### SUPPLIED MATERIAL
○ ○ ○ ○ ○

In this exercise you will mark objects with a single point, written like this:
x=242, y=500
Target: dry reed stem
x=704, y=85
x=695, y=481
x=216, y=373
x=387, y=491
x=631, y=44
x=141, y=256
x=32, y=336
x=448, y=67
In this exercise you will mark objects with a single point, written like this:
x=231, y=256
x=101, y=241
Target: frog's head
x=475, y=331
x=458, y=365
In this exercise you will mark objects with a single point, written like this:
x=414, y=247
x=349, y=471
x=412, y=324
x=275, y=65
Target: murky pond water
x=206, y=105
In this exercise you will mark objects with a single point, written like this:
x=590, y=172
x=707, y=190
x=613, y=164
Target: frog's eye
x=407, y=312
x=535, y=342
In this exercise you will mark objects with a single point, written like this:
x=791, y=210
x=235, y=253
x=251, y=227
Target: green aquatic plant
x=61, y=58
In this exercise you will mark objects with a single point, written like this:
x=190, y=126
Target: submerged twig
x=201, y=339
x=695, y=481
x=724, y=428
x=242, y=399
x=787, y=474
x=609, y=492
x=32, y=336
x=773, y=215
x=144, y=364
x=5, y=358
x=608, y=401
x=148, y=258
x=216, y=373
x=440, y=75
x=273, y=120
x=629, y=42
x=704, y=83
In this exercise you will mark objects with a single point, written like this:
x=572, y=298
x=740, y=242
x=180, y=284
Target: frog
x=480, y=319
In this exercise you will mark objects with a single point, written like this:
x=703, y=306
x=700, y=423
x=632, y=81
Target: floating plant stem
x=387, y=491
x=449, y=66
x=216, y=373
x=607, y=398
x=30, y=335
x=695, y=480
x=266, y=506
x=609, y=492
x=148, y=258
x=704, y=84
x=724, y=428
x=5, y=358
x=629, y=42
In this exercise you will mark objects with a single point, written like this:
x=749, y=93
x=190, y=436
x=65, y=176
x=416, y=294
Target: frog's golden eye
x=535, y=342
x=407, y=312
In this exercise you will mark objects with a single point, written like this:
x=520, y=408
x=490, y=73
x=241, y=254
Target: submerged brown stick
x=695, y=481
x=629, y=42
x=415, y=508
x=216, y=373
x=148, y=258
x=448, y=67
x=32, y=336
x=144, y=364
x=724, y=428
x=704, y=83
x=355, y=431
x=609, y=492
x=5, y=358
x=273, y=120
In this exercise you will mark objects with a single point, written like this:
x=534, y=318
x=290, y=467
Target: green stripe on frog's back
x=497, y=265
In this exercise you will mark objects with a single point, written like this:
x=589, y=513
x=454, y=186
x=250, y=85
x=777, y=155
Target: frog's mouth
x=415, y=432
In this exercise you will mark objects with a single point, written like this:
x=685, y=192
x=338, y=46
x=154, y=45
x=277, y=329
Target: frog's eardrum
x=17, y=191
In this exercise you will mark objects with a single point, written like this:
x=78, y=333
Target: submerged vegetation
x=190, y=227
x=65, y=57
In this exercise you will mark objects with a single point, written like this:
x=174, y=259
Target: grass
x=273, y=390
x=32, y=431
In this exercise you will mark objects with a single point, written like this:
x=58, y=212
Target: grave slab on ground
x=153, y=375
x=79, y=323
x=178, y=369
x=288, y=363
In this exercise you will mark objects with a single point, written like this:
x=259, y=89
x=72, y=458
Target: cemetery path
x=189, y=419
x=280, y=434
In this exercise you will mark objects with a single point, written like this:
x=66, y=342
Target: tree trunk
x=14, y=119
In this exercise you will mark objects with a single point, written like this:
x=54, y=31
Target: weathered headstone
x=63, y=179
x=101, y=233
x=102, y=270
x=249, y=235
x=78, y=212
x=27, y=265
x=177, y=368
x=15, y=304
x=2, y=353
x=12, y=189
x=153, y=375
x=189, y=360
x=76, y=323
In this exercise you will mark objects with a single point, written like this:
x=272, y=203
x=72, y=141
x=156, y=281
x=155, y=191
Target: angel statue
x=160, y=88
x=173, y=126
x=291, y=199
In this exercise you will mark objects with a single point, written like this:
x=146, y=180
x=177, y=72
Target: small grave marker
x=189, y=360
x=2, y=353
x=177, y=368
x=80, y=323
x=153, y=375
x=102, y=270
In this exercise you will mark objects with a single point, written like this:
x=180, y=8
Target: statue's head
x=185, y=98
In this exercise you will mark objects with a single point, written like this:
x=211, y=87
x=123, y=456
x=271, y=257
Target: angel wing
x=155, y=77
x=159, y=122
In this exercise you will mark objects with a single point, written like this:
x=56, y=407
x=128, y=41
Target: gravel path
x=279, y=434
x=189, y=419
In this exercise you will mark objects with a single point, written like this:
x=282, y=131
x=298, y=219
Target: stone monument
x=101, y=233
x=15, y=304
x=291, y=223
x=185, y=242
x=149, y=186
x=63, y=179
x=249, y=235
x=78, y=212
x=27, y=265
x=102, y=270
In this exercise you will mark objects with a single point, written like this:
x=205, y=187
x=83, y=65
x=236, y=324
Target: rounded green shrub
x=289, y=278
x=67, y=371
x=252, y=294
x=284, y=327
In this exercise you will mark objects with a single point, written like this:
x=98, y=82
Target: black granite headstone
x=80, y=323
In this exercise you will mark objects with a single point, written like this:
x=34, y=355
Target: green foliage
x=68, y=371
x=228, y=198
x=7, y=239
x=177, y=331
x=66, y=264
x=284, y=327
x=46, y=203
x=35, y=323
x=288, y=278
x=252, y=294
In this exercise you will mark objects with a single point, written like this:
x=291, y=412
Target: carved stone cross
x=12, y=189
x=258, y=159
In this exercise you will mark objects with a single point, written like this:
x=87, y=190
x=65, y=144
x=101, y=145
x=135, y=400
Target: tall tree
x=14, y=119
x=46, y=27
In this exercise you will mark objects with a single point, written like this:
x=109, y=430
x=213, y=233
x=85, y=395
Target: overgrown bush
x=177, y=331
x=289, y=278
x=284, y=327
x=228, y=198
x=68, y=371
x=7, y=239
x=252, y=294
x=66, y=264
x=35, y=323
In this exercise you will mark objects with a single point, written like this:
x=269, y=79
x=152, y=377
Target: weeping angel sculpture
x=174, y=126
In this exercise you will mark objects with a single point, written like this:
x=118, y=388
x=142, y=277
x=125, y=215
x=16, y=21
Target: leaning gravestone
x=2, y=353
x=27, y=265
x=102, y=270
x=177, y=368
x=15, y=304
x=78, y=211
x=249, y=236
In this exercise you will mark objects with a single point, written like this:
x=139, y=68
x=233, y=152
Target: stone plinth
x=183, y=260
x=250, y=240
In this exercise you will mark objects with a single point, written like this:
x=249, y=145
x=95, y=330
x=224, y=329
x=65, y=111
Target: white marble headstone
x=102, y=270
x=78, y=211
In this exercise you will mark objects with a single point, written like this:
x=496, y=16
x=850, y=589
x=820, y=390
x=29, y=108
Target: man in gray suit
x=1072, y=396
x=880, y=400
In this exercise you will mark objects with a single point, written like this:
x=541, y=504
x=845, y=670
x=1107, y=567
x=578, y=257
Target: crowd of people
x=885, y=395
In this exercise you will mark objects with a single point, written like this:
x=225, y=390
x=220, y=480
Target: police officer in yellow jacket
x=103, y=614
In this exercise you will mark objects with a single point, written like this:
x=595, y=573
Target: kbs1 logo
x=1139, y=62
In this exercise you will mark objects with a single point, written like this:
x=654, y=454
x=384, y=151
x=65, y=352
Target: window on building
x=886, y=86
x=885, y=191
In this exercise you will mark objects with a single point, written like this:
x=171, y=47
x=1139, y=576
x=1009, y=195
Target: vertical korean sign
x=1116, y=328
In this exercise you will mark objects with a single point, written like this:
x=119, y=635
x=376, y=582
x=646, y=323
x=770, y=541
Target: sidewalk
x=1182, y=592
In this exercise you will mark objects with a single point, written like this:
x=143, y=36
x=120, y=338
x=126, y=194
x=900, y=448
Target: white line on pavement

○ ○ ○ ○ ○

### TASK
Arrange all of the lines above as a JSON list of strings, with one string for each line and blank lines omitted.

### RESPONSE TO THE TASK
[
  "In this exercise you will mark objects with a single point, written like this:",
  "x=242, y=500",
  "Target: dry reed stem",
  "x=704, y=85",
  "x=695, y=481",
  "x=216, y=373",
  "x=387, y=491",
  "x=631, y=44",
  "x=141, y=256",
  "x=32, y=336",
  "x=448, y=67",
  "In this exercise you will mark objects with a single point, written like this:",
  "x=231, y=256",
  "x=101, y=241",
  "Target: frog's head",
  "x=475, y=331",
  "x=458, y=365",
  "In this exercise you will mark objects with a single point, written like this:",
  "x=414, y=247",
  "x=349, y=471",
  "x=412, y=324",
  "x=275, y=65",
  "Target: murky pond water",
  "x=206, y=105",
  "In this exercise you will mark objects with a single point, written like this:",
  "x=590, y=172",
  "x=707, y=190",
  "x=613, y=164",
  "Target: frog's eye",
  "x=407, y=312",
  "x=535, y=342",
  "In this exercise you will mark objects with a single point, written like this:",
  "x=791, y=210",
  "x=235, y=253",
  "x=251, y=227",
  "Target: green aquatic plant",
  "x=61, y=58",
  "In this exercise you will mark objects with a single point, written like this:",
  "x=190, y=126",
  "Target: submerged twig",
  "x=201, y=339",
  "x=695, y=481",
  "x=724, y=428",
  "x=242, y=399",
  "x=787, y=474",
  "x=609, y=492",
  "x=32, y=336",
  "x=773, y=215",
  "x=144, y=364",
  "x=5, y=358",
  "x=608, y=401",
  "x=148, y=258",
  "x=216, y=373",
  "x=440, y=75",
  "x=273, y=120",
  "x=629, y=42",
  "x=704, y=83",
  "In this exercise you will mark objects with a single point, written like this:",
  "x=572, y=298",
  "x=740, y=242",
  "x=180, y=284",
  "Target: frog",
  "x=480, y=319",
  "In this exercise you will mark objects with a single point, written like this:",
  "x=703, y=306",
  "x=700, y=423",
  "x=632, y=81",
  "Target: floating plant stem",
  "x=387, y=491",
  "x=449, y=66",
  "x=216, y=373",
  "x=607, y=398",
  "x=30, y=335",
  "x=695, y=480",
  "x=266, y=506",
  "x=609, y=492",
  "x=148, y=258",
  "x=704, y=84",
  "x=724, y=428",
  "x=5, y=358",
  "x=629, y=42",
  "In this exercise you will mark objects with a single point, written like this:",
  "x=749, y=93",
  "x=190, y=436",
  "x=65, y=176",
  "x=416, y=294",
  "Target: frog's golden eye",
  "x=535, y=342",
  "x=407, y=312",
  "In this exercise you will mark objects with a single point, written like this:",
  "x=520, y=408",
  "x=490, y=73",
  "x=241, y=254",
  "Target: submerged brown stick",
  "x=695, y=481",
  "x=629, y=42",
  "x=415, y=508",
  "x=216, y=373",
  "x=148, y=258",
  "x=448, y=67",
  "x=32, y=336",
  "x=144, y=364",
  "x=724, y=428",
  "x=704, y=83",
  "x=355, y=431",
  "x=609, y=492",
  "x=5, y=358",
  "x=273, y=120",
  "In this exercise you will mark objects with a single point, written like this:",
  "x=534, y=318",
  "x=290, y=467",
  "Target: green stripe on frog's back",
  "x=497, y=265",
  "In this exercise you will mark objects with a single point, written like this:",
  "x=589, y=513",
  "x=454, y=186",
  "x=250, y=85",
  "x=777, y=155",
  "Target: frog's mouth",
  "x=415, y=432",
  "In this exercise you will mark objects with a single point, written like this:",
  "x=685, y=192",
  "x=338, y=46",
  "x=154, y=45",
  "x=277, y=329",
  "Target: frog's eardrum",
  "x=17, y=191",
  "In this exercise you will mark objects with a single point, written like this:",
  "x=78, y=333",
  "Target: submerged vegetation",
  "x=190, y=227",
  "x=65, y=57",
  "In this exercise you will mark objects with a single point, written like this:",
  "x=174, y=259",
  "Target: grass",
  "x=273, y=390",
  "x=32, y=431",
  "In this exercise you will mark objects with a single point, written like this:",
  "x=58, y=212",
  "Target: grave slab on ground",
  "x=153, y=375",
  "x=79, y=323",
  "x=178, y=369",
  "x=288, y=363",
  "In this exercise you will mark objects with a single point, written like this:",
  "x=259, y=89",
  "x=72, y=458",
  "Target: cemetery path",
  "x=189, y=419",
  "x=280, y=434",
  "In this exercise you will mark objects with a single point, written like this:",
  "x=66, y=342",
  "Target: tree trunk",
  "x=14, y=119",
  "In this exercise you will mark objects with a single point, written like this:",
  "x=54, y=31",
  "Target: weathered headstone",
  "x=63, y=179",
  "x=101, y=233",
  "x=102, y=270",
  "x=249, y=235",
  "x=78, y=212",
  "x=27, y=265",
  "x=177, y=368",
  "x=15, y=304",
  "x=2, y=353",
  "x=12, y=189",
  "x=153, y=375",
  "x=189, y=360",
  "x=76, y=323",
  "In this exercise you will mark objects with a single point, written like this:",
  "x=272, y=203",
  "x=72, y=141",
  "x=156, y=281",
  "x=155, y=191",
  "Target: angel statue",
  "x=160, y=88",
  "x=173, y=126",
  "x=291, y=199",
  "In this exercise you will mark objects with a single point, written like this:",
  "x=146, y=180",
  "x=177, y=72",
  "Target: small grave marker",
  "x=189, y=360",
  "x=2, y=353",
  "x=177, y=368",
  "x=80, y=323",
  "x=153, y=375",
  "x=102, y=270",
  "In this exercise you will mark objects with a single point, written like this:",
  "x=180, y=8",
  "Target: statue's head",
  "x=185, y=98",
  "In this exercise you will mark objects with a single point, written like this:",
  "x=211, y=87",
  "x=123, y=456",
  "x=271, y=257",
  "Target: angel wing",
  "x=155, y=77",
  "x=159, y=122",
  "In this exercise you will mark objects with a single point, written like this:",
  "x=56, y=407",
  "x=128, y=41",
  "Target: gravel path",
  "x=279, y=434",
  "x=189, y=419",
  "In this exercise you will mark objects with a single point, written like this:",
  "x=282, y=131",
  "x=298, y=219",
  "Target: stone monument",
  "x=101, y=233",
  "x=15, y=304",
  "x=291, y=223",
  "x=185, y=242",
  "x=149, y=186",
  "x=63, y=179",
  "x=249, y=235",
  "x=78, y=212",
  "x=27, y=265",
  "x=102, y=270",
  "In this exercise you will mark objects with a single point, written like this:",
  "x=205, y=187",
  "x=83, y=65",
  "x=236, y=324",
  "Target: rounded green shrub",
  "x=289, y=278",
  "x=67, y=371",
  "x=252, y=294",
  "x=284, y=327",
  "In this exercise you will mark objects with a single point, written like this:",
  "x=98, y=82",
  "Target: black granite headstone",
  "x=80, y=323",
  "In this exercise you will mark objects with a single point, written like this:",
  "x=34, y=355",
  "Target: green foliage",
  "x=68, y=371",
  "x=228, y=198",
  "x=7, y=239",
  "x=177, y=331",
  "x=66, y=264",
  "x=284, y=327",
  "x=46, y=203",
  "x=35, y=323",
  "x=288, y=278",
  "x=252, y=294",
  "In this exercise you will mark objects with a single point, written like this:",
  "x=291, y=412",
  "Target: carved stone cross",
  "x=12, y=189",
  "x=258, y=159",
  "In this exercise you will mark objects with a single point, written like this:",
  "x=87, y=190",
  "x=65, y=144",
  "x=101, y=145",
  "x=135, y=400",
  "Target: tall tree",
  "x=14, y=119",
  "x=46, y=27",
  "In this exercise you will mark objects with a single point, written like this:",
  "x=109, y=430",
  "x=213, y=233",
  "x=85, y=395",
  "Target: overgrown bush",
  "x=177, y=331",
  "x=289, y=278",
  "x=284, y=327",
  "x=228, y=198",
  "x=68, y=371",
  "x=7, y=239",
  "x=252, y=294",
  "x=66, y=264",
  "x=35, y=323",
  "In this exercise you will mark objects with a single point, written like this:",
  "x=269, y=79",
  "x=152, y=377",
  "Target: weeping angel sculpture",
  "x=174, y=126",
  "In this exercise you will mark objects with a single point, written like this:",
  "x=118, y=388",
  "x=142, y=277",
  "x=125, y=215",
  "x=16, y=21",
  "Target: leaning gravestone",
  "x=2, y=353",
  "x=27, y=265",
  "x=102, y=270",
  "x=177, y=368",
  "x=15, y=304",
  "x=78, y=211",
  "x=249, y=236",
  "In this exercise you will mark objects with a single point, written like this:",
  "x=139, y=68",
  "x=233, y=152",
  "Target: stone plinth",
  "x=183, y=260",
  "x=250, y=240",
  "In this exercise you will mark objects with a single point, written like this:",
  "x=249, y=145",
  "x=95, y=330",
  "x=224, y=329",
  "x=65, y=111",
  "Target: white marble headstone",
  "x=102, y=270",
  "x=78, y=211",
  "In this exercise you will mark objects with a single point, written like this:",
  "x=496, y=16",
  "x=850, y=589",
  "x=820, y=390",
  "x=29, y=108",
  "Target: man in gray suit",
  "x=1072, y=396",
  "x=880, y=400",
  "In this exercise you will mark objects with a single point, written like this:",
  "x=541, y=504",
  "x=845, y=670",
  "x=1107, y=567",
  "x=578, y=257",
  "Target: crowd of people",
  "x=885, y=395",
  "In this exercise you will mark objects with a single point, written like this:",
  "x=225, y=390",
  "x=220, y=480",
  "Target: police officer in yellow jacket",
  "x=103, y=614",
  "In this exercise you will mark objects with a single point, written like this:",
  "x=595, y=573",
  "Target: kbs1 logo",
  "x=1139, y=62",
  "In this exercise you will mark objects with a single point, written like this:",
  "x=654, y=454",
  "x=384, y=151",
  "x=65, y=352",
  "Target: window on building",
  "x=886, y=86",
  "x=885, y=191",
  "In this exercise you will mark objects with a single point, written like this:",
  "x=171, y=47",
  "x=1139, y=576",
  "x=1009, y=195",
  "Target: vertical korean sign",
  "x=1116, y=328",
  "In this exercise you will mark objects with a single point, written like this:",
  "x=119, y=635",
  "x=376, y=582",
  "x=646, y=323",
  "x=770, y=541",
  "Target: sidewalk",
  "x=1182, y=592",
  "In this exercise you will mark objects with a single point, written like this:",
  "x=143, y=36",
  "x=120, y=338",
  "x=126, y=194",
  "x=900, y=448",
  "Target: white line on pavement"
]